::: SUPPLIED ENTRIES

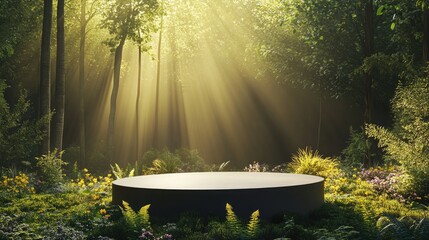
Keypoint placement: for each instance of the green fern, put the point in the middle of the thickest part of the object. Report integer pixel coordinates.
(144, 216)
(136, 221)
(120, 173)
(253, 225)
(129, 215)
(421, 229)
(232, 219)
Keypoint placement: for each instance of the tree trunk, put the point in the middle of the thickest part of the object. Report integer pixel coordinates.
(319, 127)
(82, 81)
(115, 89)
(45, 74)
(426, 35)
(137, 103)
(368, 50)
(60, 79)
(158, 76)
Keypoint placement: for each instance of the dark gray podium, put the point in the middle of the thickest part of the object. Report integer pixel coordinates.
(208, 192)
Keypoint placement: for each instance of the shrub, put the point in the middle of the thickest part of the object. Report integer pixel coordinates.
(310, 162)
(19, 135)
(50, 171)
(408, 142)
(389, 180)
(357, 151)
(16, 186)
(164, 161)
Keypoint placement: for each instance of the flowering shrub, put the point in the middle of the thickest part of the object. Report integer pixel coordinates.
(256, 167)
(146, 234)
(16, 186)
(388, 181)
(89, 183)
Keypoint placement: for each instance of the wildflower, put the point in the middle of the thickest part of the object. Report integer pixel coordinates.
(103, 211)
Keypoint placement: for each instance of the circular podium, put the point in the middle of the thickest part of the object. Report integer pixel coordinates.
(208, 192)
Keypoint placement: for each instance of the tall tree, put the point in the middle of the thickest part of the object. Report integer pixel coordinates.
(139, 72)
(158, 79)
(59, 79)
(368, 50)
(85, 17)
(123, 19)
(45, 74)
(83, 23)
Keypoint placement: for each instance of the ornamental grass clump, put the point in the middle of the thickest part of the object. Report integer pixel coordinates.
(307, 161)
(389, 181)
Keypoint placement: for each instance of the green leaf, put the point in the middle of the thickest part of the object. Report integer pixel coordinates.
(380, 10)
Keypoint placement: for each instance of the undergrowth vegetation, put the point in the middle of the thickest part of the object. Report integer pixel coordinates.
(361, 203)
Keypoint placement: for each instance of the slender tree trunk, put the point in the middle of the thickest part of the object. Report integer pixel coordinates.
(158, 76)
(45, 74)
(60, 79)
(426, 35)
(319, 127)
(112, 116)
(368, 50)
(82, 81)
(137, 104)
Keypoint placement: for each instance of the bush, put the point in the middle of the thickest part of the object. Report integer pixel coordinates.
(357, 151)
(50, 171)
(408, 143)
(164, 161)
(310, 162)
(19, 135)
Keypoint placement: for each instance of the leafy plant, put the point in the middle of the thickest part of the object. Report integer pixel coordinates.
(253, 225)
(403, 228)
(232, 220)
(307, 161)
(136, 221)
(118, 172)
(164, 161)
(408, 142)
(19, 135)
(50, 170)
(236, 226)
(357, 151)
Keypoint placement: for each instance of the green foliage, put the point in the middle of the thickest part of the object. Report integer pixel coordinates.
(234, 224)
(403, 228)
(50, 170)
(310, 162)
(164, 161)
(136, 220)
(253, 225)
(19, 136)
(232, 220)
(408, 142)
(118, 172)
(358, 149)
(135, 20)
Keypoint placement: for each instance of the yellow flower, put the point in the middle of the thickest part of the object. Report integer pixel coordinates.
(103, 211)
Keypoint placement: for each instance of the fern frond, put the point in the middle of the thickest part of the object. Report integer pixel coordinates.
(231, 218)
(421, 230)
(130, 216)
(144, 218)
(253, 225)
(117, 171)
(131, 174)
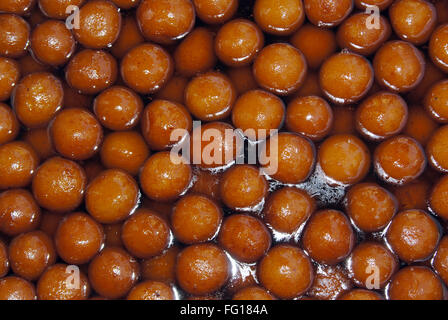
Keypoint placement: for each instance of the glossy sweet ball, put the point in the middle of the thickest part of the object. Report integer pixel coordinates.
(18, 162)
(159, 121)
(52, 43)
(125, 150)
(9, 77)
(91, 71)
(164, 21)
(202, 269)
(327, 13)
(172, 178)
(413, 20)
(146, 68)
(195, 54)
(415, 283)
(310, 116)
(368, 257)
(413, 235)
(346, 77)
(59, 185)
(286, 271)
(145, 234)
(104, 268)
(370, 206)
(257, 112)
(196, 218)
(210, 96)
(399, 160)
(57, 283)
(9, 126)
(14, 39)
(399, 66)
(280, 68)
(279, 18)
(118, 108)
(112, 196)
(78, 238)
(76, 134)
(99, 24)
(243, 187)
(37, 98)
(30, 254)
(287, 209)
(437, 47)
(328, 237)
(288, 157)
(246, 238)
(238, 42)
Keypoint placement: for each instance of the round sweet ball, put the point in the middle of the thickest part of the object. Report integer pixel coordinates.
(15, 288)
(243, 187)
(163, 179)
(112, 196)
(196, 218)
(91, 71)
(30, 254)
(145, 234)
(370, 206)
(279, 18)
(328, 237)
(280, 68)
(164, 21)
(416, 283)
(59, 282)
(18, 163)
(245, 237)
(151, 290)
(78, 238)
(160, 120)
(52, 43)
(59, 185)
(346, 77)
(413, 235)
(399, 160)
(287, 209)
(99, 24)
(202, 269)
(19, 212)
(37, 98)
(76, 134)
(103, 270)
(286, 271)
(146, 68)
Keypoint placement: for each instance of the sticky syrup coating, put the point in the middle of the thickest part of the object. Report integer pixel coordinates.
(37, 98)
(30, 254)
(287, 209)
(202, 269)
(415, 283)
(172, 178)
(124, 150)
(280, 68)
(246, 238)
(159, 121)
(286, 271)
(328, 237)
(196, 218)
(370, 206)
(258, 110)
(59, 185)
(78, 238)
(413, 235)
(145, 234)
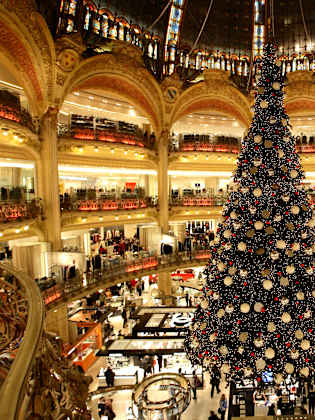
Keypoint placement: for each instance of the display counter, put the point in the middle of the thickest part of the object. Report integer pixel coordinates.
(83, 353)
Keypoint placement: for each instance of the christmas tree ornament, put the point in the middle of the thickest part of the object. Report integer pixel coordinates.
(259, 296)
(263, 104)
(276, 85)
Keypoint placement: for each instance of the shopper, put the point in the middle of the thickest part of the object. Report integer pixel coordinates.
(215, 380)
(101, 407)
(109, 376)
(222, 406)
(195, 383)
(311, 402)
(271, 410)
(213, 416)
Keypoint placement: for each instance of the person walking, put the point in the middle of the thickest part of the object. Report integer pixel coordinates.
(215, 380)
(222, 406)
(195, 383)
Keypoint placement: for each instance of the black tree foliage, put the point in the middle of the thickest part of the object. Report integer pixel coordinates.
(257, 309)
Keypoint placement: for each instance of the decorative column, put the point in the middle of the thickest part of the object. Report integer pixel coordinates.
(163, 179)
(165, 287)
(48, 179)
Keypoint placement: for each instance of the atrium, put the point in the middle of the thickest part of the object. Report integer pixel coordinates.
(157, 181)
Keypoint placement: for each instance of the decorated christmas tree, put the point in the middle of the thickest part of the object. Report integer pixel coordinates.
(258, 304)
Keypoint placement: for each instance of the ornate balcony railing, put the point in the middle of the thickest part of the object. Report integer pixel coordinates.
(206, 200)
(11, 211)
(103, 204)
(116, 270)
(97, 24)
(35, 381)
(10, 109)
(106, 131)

::::::

REQUIRED TASK: Generate a word-for-word copy of the preceding records, excluding all pictures.

RESPONSE:
Keypoint placement: for each instance of the green fern, put the point in the middle of the thickest part of the object. Report integer pixel coordinates.
(144, 216)
(136, 221)
(120, 173)
(253, 225)
(129, 215)
(421, 229)
(232, 219)
Keypoint placement: for each instance of the tree trunk, put the point in the middle of the thickest part of the object. Report integer pixel coordinates.
(319, 127)
(82, 81)
(115, 89)
(45, 74)
(426, 35)
(137, 103)
(368, 50)
(60, 79)
(158, 76)
Keypoint placement: for each instance of the dark gray podium, put the point in the middle of the thickest part of the object. Report integer pixel coordinates.
(208, 192)
Keypoint placement: for each instance of the shrub, put the point in the middle of the thickest part of the object. Report integer pixel coordinates.
(310, 162)
(19, 135)
(50, 171)
(408, 142)
(389, 180)
(357, 151)
(16, 186)
(164, 161)
Keypoint placement: for each instance of the flowering shrub, put the point in the middle of the thickest part of the object. Report integer pixel coordinates.
(256, 167)
(146, 234)
(16, 186)
(388, 181)
(89, 183)
Keypoint placement: for each instance of the wildflower, put the point in the middle of the thickest part of the object. Report integer pixel coordinates.
(103, 211)
Keypoint placement: for each instance of the circular podium, put the point in the middle of the thickest part of the object. Report integer pixel coordinates.
(208, 192)
Keypoint placement: for each instance of the tall tree, put the point in the middle of the thickest part of the object. Report integer pixel coordinates.
(139, 72)
(158, 79)
(59, 79)
(368, 50)
(85, 17)
(123, 19)
(45, 74)
(83, 23)
Keypoint placement: for each instance of the ornamental grass clump, put the point in the middle of the thickest part of the object. Report integer pixel coordinates.
(307, 161)
(389, 181)
Keypoint placement: for each instance of the green leaf, put the point in the middle of the thickest part of the object. Report integer pixel coordinates.
(380, 10)
Keypoint placement: for each instance of the undergrowth vegetation, put the point in the middle of the thickest part of the object. Report integer pixel coordinates.
(361, 203)
Keypoint placement: for each instance of the slender tree trunk, put the point in the middle of the thickest part of the object. Report integer pixel coordinates.
(158, 76)
(45, 74)
(60, 79)
(426, 35)
(319, 127)
(112, 116)
(368, 50)
(82, 81)
(137, 104)
Keypoint placement: for each instance of the bush, put the point in the middle of the thickest part of the object. Report integer pixel coordinates.
(357, 151)
(50, 171)
(408, 143)
(164, 161)
(310, 162)
(19, 135)
Keypoint placement: for each instance of the leafy plant, put the point in the middle of the thickest part of the object. Report integer pixel coordinates.
(253, 225)
(403, 228)
(232, 220)
(307, 161)
(136, 221)
(118, 172)
(164, 161)
(408, 142)
(19, 135)
(50, 170)
(236, 226)
(357, 151)
Keypoint placement: for each instance of the green foliage, put the point in the middle of the thickest part of the object. Report integer pixel coordinates.
(234, 224)
(403, 228)
(50, 170)
(310, 162)
(164, 161)
(136, 220)
(253, 225)
(19, 136)
(232, 220)
(408, 142)
(118, 172)
(358, 149)
(135, 20)
Keypoint placement: for each instance of the yellow flower, put the point in the middle of the thickest part of the object. Report integer pixel coordinates.
(103, 211)
Keypoint placement: for each instance of the fern frond, put the point in the middle of the thickest part of the object. Report integer pixel coordinates.
(231, 218)
(421, 230)
(130, 216)
(144, 218)
(253, 225)
(117, 171)
(131, 174)
Keypoint placement: for each instance of the glossy sweet ball, put the point in the middle of the thickest part of the object. Report integer pixel coordinates.
(18, 162)
(159, 121)
(52, 43)
(125, 150)
(9, 77)
(91, 71)
(164, 21)
(202, 269)
(327, 13)
(172, 178)
(413, 20)
(146, 68)
(195, 54)
(415, 283)
(310, 116)
(368, 257)
(413, 235)
(346, 77)
(59, 185)
(286, 271)
(145, 234)
(104, 268)
(370, 206)
(257, 112)
(196, 218)
(210, 96)
(399, 160)
(57, 283)
(9, 126)
(14, 39)
(399, 66)
(280, 68)
(279, 18)
(118, 108)
(112, 196)
(78, 238)
(76, 134)
(99, 24)
(243, 187)
(37, 98)
(30, 254)
(287, 209)
(437, 47)
(328, 237)
(288, 157)
(246, 238)
(238, 42)
Keypoint placement: for each instance of the round sweet ball, put the point in the middle of the thickest part of the object. Report integer pixel coordinates.
(15, 288)
(243, 187)
(163, 179)
(112, 196)
(196, 218)
(91, 71)
(30, 254)
(145, 234)
(370, 206)
(279, 18)
(328, 237)
(280, 68)
(164, 21)
(416, 283)
(59, 282)
(18, 163)
(245, 237)
(151, 290)
(78, 238)
(160, 120)
(52, 43)
(59, 185)
(346, 77)
(413, 235)
(399, 160)
(287, 209)
(99, 24)
(202, 269)
(19, 212)
(37, 98)
(76, 134)
(103, 270)
(286, 271)
(146, 68)
Keypoint placement: for each instance of the sticky syrup coating, put the point in the middle of the thickest part of the object. Report integer pixel coordinates.
(37, 98)
(30, 254)
(287, 209)
(202, 269)
(415, 283)
(172, 178)
(124, 150)
(280, 68)
(246, 238)
(159, 121)
(286, 271)
(328, 237)
(196, 218)
(370, 206)
(258, 110)
(59, 185)
(78, 238)
(413, 235)
(145, 234)
Keypoint placement: for each instance of the display counter, put the point in the middle of the thickest part of the object. Report integer pixel coordinates.
(83, 353)
Keypoint placement: for each instance of the christmas tree ornament, put the point in the middle of the thickest part of the object. Report integer pixel coordinates.
(259, 296)
(263, 104)
(276, 85)
Keypoint placement: for each instance of the shopper, put the point in the middle of the thickest part of the object. Report integer pixel coordinates.
(215, 380)
(101, 407)
(109, 376)
(222, 406)
(195, 383)
(311, 402)
(271, 410)
(213, 416)
Keypoint placement: for each instance of the person walking, put the point in the middle of the thickest part of the object. Report integer pixel coordinates.
(215, 380)
(222, 406)
(195, 383)
Keypoint placement: for each instance of the black tree foliage, put the point in the middle of the thickest part of the object. Report integer pixel coordinates.
(257, 309)
Keypoint placement: for each instance of the decorative column, put the point in the middle of the thickest part of the object. Report integer pixel coordinates.
(163, 179)
(165, 287)
(48, 179)
Keypoint placement: for each instance of the atrium, put the point in the middle of the thickest part of the object. Report integer pixel coordinates.
(157, 181)
Keypoint placement: for each instance of the decorated christmas tree, put the point in the middle of the thickest part of the object. Report integer pixel coordinates.
(258, 304)
Keypoint placement: for each instance of the ornate balcony railing, put the point in the middle of the thickest part of the object. Report integer pixel coordinates.
(206, 200)
(11, 211)
(103, 204)
(116, 270)
(97, 24)
(35, 381)
(10, 109)
(106, 131)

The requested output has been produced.